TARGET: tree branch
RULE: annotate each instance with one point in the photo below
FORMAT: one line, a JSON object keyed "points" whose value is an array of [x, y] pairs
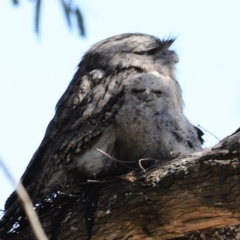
{"points": [[196, 192]]}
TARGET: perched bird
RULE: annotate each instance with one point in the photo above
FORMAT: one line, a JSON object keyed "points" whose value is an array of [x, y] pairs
{"points": [[124, 100]]}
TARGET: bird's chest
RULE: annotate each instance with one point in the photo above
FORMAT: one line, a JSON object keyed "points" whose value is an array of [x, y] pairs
{"points": [[141, 133]]}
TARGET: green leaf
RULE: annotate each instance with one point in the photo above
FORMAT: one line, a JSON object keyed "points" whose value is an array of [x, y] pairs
{"points": [[37, 15], [67, 11], [80, 22]]}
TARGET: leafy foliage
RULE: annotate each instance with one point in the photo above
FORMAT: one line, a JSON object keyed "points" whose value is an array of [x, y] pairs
{"points": [[71, 11]]}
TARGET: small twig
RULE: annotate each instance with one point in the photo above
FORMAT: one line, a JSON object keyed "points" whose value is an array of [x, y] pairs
{"points": [[97, 181], [27, 204], [112, 158], [209, 132], [145, 159]]}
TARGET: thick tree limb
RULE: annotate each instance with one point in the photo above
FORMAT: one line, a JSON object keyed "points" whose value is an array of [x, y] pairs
{"points": [[196, 192]]}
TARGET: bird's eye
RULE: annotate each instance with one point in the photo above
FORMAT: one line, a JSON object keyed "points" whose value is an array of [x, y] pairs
{"points": [[148, 52], [157, 92], [137, 91]]}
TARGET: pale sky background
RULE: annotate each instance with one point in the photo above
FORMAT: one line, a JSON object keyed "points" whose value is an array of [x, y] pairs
{"points": [[36, 70]]}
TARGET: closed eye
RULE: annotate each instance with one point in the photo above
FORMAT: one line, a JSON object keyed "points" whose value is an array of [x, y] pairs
{"points": [[149, 52], [136, 91], [157, 92]]}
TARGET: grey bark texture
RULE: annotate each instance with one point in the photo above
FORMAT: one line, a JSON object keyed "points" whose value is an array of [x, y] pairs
{"points": [[200, 191]]}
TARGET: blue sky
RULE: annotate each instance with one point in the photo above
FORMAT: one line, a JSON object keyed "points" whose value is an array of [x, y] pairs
{"points": [[35, 70]]}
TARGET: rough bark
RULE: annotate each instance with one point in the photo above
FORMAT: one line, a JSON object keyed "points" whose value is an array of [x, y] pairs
{"points": [[196, 192]]}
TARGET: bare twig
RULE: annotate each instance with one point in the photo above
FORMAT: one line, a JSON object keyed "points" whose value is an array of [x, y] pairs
{"points": [[209, 132], [145, 159], [112, 158], [27, 204]]}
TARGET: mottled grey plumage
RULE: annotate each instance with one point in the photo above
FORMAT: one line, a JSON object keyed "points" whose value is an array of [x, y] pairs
{"points": [[125, 100]]}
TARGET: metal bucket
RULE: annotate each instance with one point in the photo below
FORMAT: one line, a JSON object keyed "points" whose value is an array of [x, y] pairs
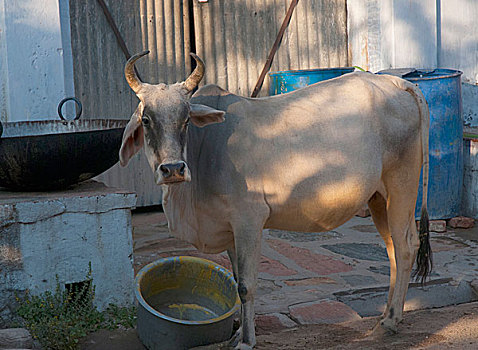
{"points": [[287, 81], [184, 302], [442, 90]]}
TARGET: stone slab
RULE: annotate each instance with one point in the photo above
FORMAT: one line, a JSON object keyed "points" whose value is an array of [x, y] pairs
{"points": [[319, 312], [362, 251], [273, 322], [438, 293], [318, 263]]}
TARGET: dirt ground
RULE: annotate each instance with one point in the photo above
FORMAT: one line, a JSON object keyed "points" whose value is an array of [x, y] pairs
{"points": [[454, 327]]}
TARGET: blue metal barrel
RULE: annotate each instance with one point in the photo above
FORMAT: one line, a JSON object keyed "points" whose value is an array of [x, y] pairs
{"points": [[290, 80], [442, 90]]}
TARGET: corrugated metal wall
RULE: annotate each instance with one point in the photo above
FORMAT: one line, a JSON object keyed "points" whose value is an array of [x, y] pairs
{"points": [[422, 34], [233, 38], [159, 26]]}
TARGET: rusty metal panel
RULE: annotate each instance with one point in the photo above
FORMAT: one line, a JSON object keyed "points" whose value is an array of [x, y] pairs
{"points": [[161, 26], [235, 37]]}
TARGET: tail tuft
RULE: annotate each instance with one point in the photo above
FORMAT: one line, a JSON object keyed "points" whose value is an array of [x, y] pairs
{"points": [[424, 255]]}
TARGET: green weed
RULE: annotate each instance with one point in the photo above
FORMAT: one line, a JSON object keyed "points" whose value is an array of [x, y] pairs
{"points": [[60, 319]]}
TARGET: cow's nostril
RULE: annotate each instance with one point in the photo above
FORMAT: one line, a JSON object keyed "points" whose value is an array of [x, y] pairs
{"points": [[182, 168], [165, 170]]}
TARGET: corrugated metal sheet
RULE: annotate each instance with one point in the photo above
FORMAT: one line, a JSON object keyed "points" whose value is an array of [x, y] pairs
{"points": [[235, 37], [423, 34], [159, 26]]}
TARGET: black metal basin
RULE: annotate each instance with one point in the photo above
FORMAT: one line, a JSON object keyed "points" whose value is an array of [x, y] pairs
{"points": [[49, 155]]}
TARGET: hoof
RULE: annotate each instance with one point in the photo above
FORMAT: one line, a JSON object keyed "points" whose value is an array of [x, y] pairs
{"points": [[384, 327], [236, 338]]}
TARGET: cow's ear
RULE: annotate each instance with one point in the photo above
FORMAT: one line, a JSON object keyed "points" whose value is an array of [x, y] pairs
{"points": [[202, 115], [133, 136]]}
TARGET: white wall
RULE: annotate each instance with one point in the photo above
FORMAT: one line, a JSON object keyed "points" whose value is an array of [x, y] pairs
{"points": [[420, 34], [35, 60]]}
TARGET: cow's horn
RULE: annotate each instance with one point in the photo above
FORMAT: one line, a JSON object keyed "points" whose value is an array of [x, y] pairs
{"points": [[130, 74], [195, 78]]}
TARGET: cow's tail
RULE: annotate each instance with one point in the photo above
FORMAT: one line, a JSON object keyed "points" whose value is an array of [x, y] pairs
{"points": [[424, 255]]}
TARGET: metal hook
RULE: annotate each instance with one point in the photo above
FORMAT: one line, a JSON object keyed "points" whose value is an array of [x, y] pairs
{"points": [[62, 102]]}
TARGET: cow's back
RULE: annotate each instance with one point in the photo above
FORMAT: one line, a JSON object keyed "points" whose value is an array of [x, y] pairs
{"points": [[314, 156]]}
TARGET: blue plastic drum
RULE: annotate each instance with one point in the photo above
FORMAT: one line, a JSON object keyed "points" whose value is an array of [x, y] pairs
{"points": [[442, 90]]}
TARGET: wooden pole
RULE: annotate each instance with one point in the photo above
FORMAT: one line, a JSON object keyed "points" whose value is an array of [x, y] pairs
{"points": [[274, 48]]}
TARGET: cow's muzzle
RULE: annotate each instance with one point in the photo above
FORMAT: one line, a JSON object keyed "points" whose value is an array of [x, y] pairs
{"points": [[169, 173]]}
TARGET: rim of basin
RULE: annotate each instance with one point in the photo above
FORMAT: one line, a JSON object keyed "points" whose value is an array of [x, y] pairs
{"points": [[201, 261]]}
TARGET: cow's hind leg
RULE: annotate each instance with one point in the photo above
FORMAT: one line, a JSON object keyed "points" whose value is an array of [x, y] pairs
{"points": [[378, 209], [247, 240], [402, 189]]}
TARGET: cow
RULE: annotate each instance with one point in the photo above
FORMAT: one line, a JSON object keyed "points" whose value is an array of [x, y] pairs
{"points": [[308, 160]]}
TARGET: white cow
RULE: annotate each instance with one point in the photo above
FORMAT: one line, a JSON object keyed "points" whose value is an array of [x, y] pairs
{"points": [[303, 161]]}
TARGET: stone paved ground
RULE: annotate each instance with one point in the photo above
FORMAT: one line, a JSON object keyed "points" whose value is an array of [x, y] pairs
{"points": [[322, 278]]}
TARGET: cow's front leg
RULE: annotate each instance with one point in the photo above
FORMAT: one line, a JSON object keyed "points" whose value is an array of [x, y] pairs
{"points": [[247, 238]]}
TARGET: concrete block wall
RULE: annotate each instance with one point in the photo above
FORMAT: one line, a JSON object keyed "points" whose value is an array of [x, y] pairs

■ ■ ■ ■

Beginning at the line that holds "TARGET: white cow", write out word for word each line through the end of the records.

TARGET: white cow
RULE: annotate each instance with one point in the photo above
FORMAT: one line, a JSON object keyed "points" whose value is an array of [x, y] pairs
{"points": [[303, 161]]}
TARGET: stone paved ground
RULE: annotate each instance with one point in the photo above
FORMAT: one line, a JSON object keyed "points" whose value is an array of [x, y] pairs
{"points": [[322, 278]]}
TARGET: cow's front leg
RULE: annotate each instance with one point in the photo above
FORMAT: one line, a JSON object keyed "points" whose value is an array of [x, y] pairs
{"points": [[247, 238]]}
TARGET: concrete block wall
RULE: annotate each instance with one point in the photo above
FORMAT: one line, a JSON object keyed "points" whose value is an array of [x, y] pairs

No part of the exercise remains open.